**How to complete this task**
Give back the records below verbatim, please, but without a single image.

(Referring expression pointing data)
◆ ◆ ◆

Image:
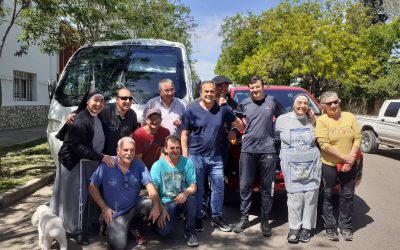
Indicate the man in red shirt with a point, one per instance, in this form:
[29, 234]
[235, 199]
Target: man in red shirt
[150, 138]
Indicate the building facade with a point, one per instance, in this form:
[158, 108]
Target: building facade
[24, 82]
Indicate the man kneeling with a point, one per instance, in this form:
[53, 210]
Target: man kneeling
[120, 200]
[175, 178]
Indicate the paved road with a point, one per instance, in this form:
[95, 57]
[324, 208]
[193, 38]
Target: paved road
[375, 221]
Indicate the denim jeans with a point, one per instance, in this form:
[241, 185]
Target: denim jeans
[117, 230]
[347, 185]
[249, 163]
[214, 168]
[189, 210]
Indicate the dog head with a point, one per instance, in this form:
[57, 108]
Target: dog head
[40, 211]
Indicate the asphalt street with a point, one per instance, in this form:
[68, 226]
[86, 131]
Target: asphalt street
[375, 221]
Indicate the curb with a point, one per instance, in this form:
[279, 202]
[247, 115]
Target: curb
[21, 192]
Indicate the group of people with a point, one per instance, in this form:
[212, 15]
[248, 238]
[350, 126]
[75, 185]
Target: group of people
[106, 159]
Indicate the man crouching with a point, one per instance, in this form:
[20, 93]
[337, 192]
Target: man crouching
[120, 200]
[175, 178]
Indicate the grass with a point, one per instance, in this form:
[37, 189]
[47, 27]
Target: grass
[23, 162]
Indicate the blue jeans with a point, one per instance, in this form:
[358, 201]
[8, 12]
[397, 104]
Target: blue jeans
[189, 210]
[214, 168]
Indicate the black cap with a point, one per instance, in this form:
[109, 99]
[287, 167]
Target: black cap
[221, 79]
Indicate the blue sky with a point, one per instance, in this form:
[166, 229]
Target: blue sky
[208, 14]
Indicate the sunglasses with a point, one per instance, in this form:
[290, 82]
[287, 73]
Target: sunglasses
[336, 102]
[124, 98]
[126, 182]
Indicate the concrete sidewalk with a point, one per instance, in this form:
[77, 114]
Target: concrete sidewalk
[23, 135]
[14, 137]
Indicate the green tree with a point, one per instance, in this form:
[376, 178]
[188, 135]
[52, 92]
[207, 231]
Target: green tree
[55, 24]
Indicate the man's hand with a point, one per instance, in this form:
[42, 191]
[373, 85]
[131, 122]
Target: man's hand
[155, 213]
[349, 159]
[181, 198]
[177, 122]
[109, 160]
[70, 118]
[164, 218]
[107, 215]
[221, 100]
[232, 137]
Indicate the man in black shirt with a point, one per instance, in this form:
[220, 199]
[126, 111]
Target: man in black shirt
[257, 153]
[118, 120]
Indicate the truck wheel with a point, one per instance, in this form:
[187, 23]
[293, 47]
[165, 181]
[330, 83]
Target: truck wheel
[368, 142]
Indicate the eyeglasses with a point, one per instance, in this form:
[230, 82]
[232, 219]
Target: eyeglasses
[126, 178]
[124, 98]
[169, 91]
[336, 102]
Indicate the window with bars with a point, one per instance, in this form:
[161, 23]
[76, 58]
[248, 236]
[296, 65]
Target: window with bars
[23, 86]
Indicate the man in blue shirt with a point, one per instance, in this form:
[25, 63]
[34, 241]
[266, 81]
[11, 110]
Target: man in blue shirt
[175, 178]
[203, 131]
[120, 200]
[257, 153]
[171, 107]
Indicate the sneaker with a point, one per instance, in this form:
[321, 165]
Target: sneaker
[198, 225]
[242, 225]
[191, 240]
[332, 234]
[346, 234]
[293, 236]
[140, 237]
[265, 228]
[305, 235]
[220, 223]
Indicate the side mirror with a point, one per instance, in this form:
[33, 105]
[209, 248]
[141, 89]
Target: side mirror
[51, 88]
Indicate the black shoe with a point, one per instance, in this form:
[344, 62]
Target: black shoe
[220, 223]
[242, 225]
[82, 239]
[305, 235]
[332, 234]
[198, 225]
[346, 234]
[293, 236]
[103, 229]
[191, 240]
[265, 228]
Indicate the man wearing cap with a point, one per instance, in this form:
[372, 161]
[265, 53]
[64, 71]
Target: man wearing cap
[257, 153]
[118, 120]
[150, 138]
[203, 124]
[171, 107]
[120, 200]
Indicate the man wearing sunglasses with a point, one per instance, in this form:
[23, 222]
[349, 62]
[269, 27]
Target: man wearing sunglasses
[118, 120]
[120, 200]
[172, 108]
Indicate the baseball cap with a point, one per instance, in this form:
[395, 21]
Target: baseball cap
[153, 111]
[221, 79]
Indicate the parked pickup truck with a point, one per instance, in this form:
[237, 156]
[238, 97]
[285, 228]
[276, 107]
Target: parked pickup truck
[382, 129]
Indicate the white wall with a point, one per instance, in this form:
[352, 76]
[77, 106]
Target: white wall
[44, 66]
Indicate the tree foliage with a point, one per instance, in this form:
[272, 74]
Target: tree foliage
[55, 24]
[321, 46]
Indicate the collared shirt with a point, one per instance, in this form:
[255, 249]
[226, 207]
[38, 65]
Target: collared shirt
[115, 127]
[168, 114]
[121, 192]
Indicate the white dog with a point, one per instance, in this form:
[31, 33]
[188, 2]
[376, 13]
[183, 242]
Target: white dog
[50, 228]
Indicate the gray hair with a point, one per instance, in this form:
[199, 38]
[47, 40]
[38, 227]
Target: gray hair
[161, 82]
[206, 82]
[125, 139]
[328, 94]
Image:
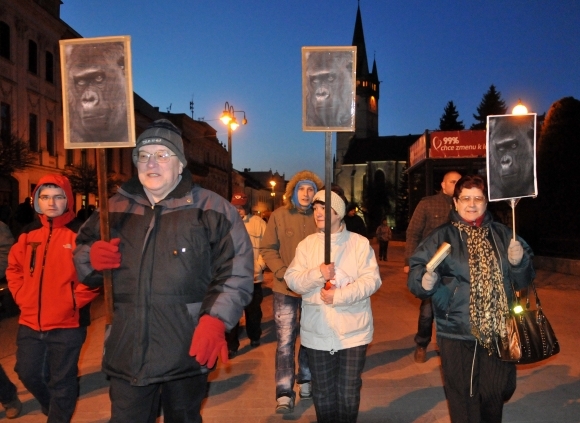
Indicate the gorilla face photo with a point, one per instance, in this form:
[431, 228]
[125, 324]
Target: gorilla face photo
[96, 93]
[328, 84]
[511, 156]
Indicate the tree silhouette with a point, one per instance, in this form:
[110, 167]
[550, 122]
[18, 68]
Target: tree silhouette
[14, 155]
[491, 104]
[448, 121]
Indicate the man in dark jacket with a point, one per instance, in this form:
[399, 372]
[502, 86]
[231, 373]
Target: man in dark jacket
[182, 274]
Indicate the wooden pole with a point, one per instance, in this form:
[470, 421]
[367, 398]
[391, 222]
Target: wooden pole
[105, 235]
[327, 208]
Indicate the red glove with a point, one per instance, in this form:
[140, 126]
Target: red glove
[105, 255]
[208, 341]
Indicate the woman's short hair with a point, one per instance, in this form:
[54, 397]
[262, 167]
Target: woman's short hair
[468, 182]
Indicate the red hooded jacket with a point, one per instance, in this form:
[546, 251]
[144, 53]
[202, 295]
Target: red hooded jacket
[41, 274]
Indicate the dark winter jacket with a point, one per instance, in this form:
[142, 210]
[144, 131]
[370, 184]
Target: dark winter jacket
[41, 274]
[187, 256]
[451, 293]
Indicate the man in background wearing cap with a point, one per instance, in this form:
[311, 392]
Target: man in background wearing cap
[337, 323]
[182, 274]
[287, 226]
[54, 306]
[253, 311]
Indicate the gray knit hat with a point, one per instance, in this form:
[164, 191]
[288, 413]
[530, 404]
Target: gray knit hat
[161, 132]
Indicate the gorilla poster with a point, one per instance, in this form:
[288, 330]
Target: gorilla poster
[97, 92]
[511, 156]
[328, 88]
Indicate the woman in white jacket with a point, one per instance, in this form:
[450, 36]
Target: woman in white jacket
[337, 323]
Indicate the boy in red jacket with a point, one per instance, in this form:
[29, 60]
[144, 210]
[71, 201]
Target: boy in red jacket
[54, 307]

◆ ◆ ◆

**Written solution**
Image:
Indicate the man in red shirt with a point, one per instance, in this form:
[29, 234]
[235, 199]
Target: man in red shirt
[150, 138]
Indicate the building facade with a point, one per instance, in this form:
[158, 108]
Target: building facade
[24, 82]
Indicate the man kneeling with a point, one per instance, in this form:
[53, 210]
Target: man kneeling
[120, 200]
[175, 178]
Indicate the paved road with a point, one per instance, in this form:
[95, 57]
[324, 208]
[193, 38]
Target: paved road
[375, 221]
Indicate the denim jeans with a point, one per instance, in this form:
[241, 185]
Target: denim jeans
[117, 230]
[347, 185]
[249, 163]
[214, 168]
[189, 210]
Indicate the dog head with a point, one per instance, in this form:
[57, 108]
Target: dog head
[40, 211]
Indicate the asphalt street with a point, one per instance, in this form:
[68, 226]
[86, 131]
Target: asphalt street
[375, 221]
Indicate the curb with a point, one per instance, in this form:
[279, 202]
[247, 115]
Target: curb
[21, 192]
Indicate the group of people with a point, one per instance, in this form:
[212, 15]
[248, 238]
[350, 126]
[75, 185]
Target: group of people
[106, 159]
Indicate the man crouching with a point, one per instance, in this form:
[20, 93]
[337, 192]
Target: man crouching
[120, 200]
[175, 178]
Indicate the grass with a point, one per instance, in this form:
[37, 189]
[47, 27]
Target: grass
[23, 162]
Indicate the blue jeans with a point, one per instance, in this form:
[358, 201]
[8, 12]
[397, 104]
Target: blue jeans
[189, 210]
[214, 168]
Indicate the black cap with a point, one per instance, in this form:
[109, 99]
[287, 167]
Target: black cap
[221, 79]
Indicate the blue sky with a point, one per instance, in this form:
[166, 229]
Target: blue sky
[208, 14]
Indicate the sunglasses with a point, one per instance, in this form:
[290, 82]
[287, 73]
Target: sunglasses
[336, 102]
[124, 98]
[126, 182]
Indicate the concrete sidewalk with a point, one per instance, in this form:
[77, 114]
Target: concrete sidewalk
[23, 135]
[14, 137]
Indicate the green tree with a point, one per instance, in this form:
[376, 178]
[188, 135]
[52, 92]
[207, 231]
Target: green tree
[55, 24]
Indicate the man's hand with a point, one per instance, in this form:
[42, 191]
[373, 85]
[131, 122]
Target: man's hand
[155, 213]
[349, 159]
[181, 198]
[177, 122]
[109, 160]
[70, 118]
[164, 218]
[107, 215]
[221, 100]
[232, 137]
Indicate the man in black shirt with a point, one per instance, in this form:
[220, 199]
[126, 111]
Target: man in black shirt
[257, 153]
[118, 120]
Indicate the truck wheel with a point, one per instance, in this form:
[187, 23]
[293, 47]
[165, 181]
[330, 83]
Target: truck wheel
[368, 142]
Indicate the eyeglasses with a point, one per instance, in this form:
[230, 82]
[232, 219]
Target: eyeglasses
[126, 178]
[124, 98]
[169, 91]
[336, 102]
Indicate the window with bars with a point, one per instance, in this form:
[161, 23]
[76, 58]
[248, 236]
[296, 65]
Target: window with bars
[23, 86]
Indicate the man in blue shirt with a point, one per instance, in this form:
[25, 63]
[34, 241]
[266, 81]
[11, 110]
Target: man in blue shirt
[175, 178]
[203, 131]
[120, 200]
[257, 153]
[171, 107]
Indicate the sneaker with a point, one per instance, in this form:
[321, 165]
Target: sneaker
[198, 225]
[242, 225]
[191, 240]
[332, 234]
[346, 234]
[293, 236]
[140, 237]
[265, 228]
[305, 235]
[220, 223]
Indicate the side mirror with a point, one per instance, in this form:
[33, 105]
[209, 248]
[141, 89]
Target: side mirror
[51, 88]
Indicate the black shoe with a point, one per instance, in this form:
[344, 62]
Target: black shoe
[220, 223]
[242, 225]
[82, 239]
[305, 235]
[332, 234]
[198, 225]
[346, 234]
[293, 236]
[103, 229]
[191, 240]
[265, 228]
Indicate the man wearing cap with a point, one per instance, in this form:
[372, 161]
[265, 53]
[64, 71]
Target: man wearing cap
[257, 153]
[118, 120]
[150, 138]
[203, 124]
[171, 107]
[120, 200]
Indicate the man wearing sunglasses with a point, one per instance, in this form:
[23, 222]
[349, 62]
[269, 27]
Target: man wearing sunglasses
[118, 120]
[120, 200]
[172, 108]
Indicate the baseball cap with a point, one per instance, in this form:
[395, 21]
Target: baseball cap
[153, 111]
[221, 79]
Indicate the parked pickup truck with a point, one per instance, in this form:
[237, 156]
[238, 97]
[285, 228]
[276, 107]
Target: parked pickup truck
[382, 129]
Indicate the white wall with a point, one per instance, in this form:
[352, 76]
[77, 106]
Target: white wall
[44, 66]
Indicate the tree foliage with a point, one per instance, in this form:
[272, 74]
Target: tree foliage
[55, 24]
[321, 46]
Indicate the collared shirt with a point, one per instance, in this form:
[255, 249]
[226, 207]
[38, 65]
Target: collared shirt
[115, 127]
[168, 114]
[121, 192]
Indicate the white dog with a point, one per instance, in this form:
[31, 33]
[188, 2]
[376, 13]
[183, 242]
Target: white dog
[50, 228]
Indicate the gray hair with a point, one per instance, in this form:
[199, 38]
[47, 40]
[38, 227]
Target: gray hair
[161, 82]
[206, 82]
[125, 139]
[328, 94]
Image:
Indicate the gorilla face photo with a point, one per instance, in this form:
[431, 228]
[125, 324]
Target: gorilla face photo
[96, 93]
[328, 84]
[511, 156]
Indicate the tree silhouette with a point, one per instance, in this form:
[110, 167]
[550, 122]
[18, 68]
Target: tree silhouette
[14, 155]
[491, 104]
[448, 121]
Indicate the man in dark jacket with a point, one per instance, in this form:
[399, 372]
[502, 86]
[231, 373]
Target: man in dark jacket
[182, 274]
Indicate the wooden pole with a point, one per instance, in this form:
[470, 421]
[367, 398]
[391, 222]
Target: wooden pole
[105, 235]
[327, 208]
Indicate the red glove with a point, one per instance, in this form:
[140, 126]
Target: red glove
[105, 255]
[208, 341]
Indicate the woman's short hair with a point, one per instance, in this form:
[54, 397]
[262, 167]
Target: woman's short hair
[468, 182]
Indicate the red hooded jacket with a point, one per instance, in this form:
[546, 251]
[144, 53]
[202, 295]
Target: red hooded jacket
[41, 274]
Indicate the dark winter jacket with a point, one per instance, in this form:
[142, 210]
[144, 131]
[370, 184]
Target: dark winter jacket
[41, 274]
[187, 256]
[451, 293]
Indicate the man in background wearing cap with a point, one per instance, in this form:
[311, 392]
Target: man in background wearing cap
[337, 323]
[182, 274]
[287, 226]
[54, 306]
[253, 311]
Indicate the gray knit hat with a point, one per instance, in this form:
[164, 191]
[288, 413]
[530, 404]
Target: gray knit hat
[161, 132]
Indicate the gorilla poster with a point, one per instance, in this form:
[288, 330]
Target: gorilla poster
[97, 92]
[511, 156]
[328, 88]
Indicate the woman in white jacket with a point, one per instance, in this form:
[450, 36]
Target: woman in white jacket
[337, 323]
Indicate the boy in red jacket with a point, one per instance, in this form:
[29, 60]
[144, 210]
[71, 201]
Target: boy in red jacket
[54, 307]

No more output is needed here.